:: 本文抜粋
サヌシュベ・デッケ
このカテゴリーのかなり前のほうで,夕張地域の低角ナップ構造群の一つである『丸山ナップ』について書きましたが,それ以来ずっと気になっているのは,『ナップ露頭を一つも見ていない』ことです.
もちろんこれは非常に難しいことで,特に,函淵層砂岩と幌内層泥岩との間の,となると露出自体,ほとんど展望はありませんよね.奇跡に近いとでも言うか.誰か見た人居ますか?
で,前からもう一つ気になっているのが,『サヌシュベ・デッケ』です.国道274号線を夕張市登川からむかわ町(旧穂別町)へ越える峠の辺りから南へ分布しています.
デッケの主体を作っているのはもちろん函淵層砂岩なので,左の地図のように,明瞭なケスタ地形を作っています.ただ函淵層が向斜構造をなしているため,真ん中がくぼんだような地形になっています.その南端部は地すべり地形になっているようです.
私はずっと前から,この国道を穂別側に走るたびに,道の両側に砂岩層らしい露頭が迫る部分があって,『ああ...ここがデッケの南端かぁ』なんて思っていました.しかし穂別図幅を見ると,国道沿いにデッケ下底が露出してきそうな箇所は見当たりません.
それに加えて,デッケ下底に蝦夷層群上部の泥質相が張り付いてくるので,話は複雑に(=砂岩層下底がデッケ下底というわけではないことに)なります.
::::
■ 課題 ■
サヌシュベ・デッケについての本文抜粋によると、デッケの主体を作っているのは何ですか？
:: 提供資料
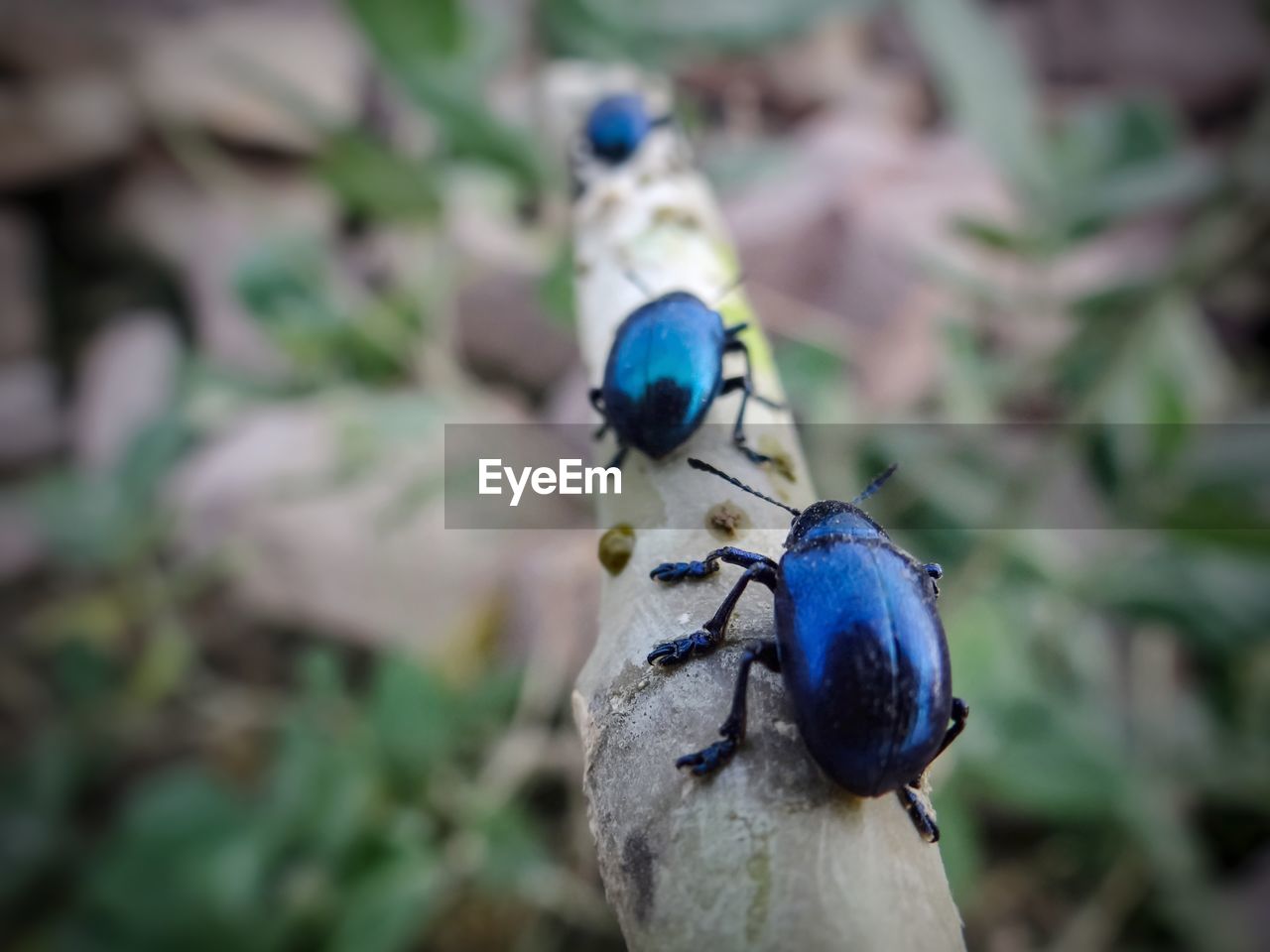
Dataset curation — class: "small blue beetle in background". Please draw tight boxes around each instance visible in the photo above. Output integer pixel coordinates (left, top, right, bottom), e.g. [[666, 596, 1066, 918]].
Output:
::::
■ 回答 ■
函淵層砂岩です。